### Aim of the exercise
Identify every line below that contains the word "picture" and copy each of those lines in full.

[Task input start]

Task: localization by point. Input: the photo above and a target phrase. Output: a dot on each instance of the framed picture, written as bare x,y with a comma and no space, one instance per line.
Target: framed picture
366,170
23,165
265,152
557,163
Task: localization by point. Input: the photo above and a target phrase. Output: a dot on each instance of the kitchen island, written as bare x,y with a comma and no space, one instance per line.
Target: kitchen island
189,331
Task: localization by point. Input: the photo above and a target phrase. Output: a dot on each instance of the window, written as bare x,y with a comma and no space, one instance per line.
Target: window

[Task input end]
[Task input start]

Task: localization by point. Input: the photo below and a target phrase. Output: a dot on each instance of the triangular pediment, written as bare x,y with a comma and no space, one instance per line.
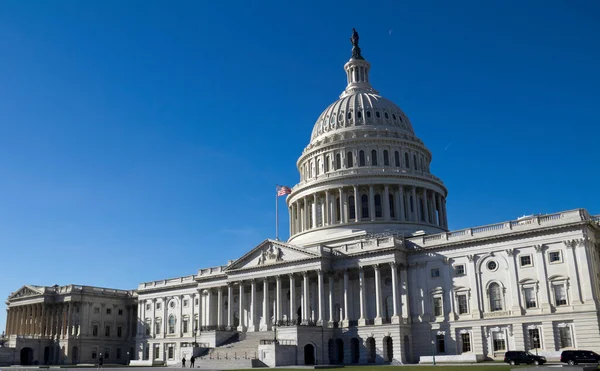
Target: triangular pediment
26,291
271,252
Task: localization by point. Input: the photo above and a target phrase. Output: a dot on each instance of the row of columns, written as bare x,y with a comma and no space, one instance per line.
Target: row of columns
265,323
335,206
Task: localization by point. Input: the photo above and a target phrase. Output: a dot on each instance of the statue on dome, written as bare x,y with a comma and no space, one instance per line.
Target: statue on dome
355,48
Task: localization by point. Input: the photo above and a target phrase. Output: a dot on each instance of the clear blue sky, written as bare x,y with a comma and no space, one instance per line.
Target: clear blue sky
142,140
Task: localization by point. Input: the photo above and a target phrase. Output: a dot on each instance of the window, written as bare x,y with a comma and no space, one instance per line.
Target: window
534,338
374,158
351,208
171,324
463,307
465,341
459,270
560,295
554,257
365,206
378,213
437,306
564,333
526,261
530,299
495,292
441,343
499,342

[Task input end]
[Task input start]

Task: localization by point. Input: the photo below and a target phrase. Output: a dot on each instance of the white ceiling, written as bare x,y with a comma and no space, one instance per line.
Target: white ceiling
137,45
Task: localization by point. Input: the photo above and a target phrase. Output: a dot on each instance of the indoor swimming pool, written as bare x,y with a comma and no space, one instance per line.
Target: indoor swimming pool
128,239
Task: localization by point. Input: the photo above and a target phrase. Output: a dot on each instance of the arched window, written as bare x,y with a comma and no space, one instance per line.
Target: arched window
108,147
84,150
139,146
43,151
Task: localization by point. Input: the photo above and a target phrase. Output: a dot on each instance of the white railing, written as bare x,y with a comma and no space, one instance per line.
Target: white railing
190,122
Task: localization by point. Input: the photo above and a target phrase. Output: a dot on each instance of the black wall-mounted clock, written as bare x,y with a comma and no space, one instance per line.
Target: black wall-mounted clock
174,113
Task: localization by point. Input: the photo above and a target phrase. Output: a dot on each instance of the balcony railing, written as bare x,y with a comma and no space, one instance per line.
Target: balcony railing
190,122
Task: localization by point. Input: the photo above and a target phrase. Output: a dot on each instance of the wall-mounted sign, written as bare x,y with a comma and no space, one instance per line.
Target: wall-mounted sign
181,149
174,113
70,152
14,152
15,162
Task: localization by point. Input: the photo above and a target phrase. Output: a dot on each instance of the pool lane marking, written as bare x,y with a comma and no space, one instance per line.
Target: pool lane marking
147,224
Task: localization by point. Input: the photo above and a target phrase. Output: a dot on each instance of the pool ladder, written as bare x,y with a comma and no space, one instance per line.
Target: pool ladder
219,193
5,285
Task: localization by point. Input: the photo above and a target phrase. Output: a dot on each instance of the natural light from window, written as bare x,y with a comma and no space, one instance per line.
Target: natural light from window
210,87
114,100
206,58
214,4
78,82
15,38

[Task input end]

### Expected answer
Task: localization by point. Input: the photo above and a target phrase. Output: a dot on each instance of the framed picture, written as bare x,y with a comma and no space, one instance per line.
Target: framed picture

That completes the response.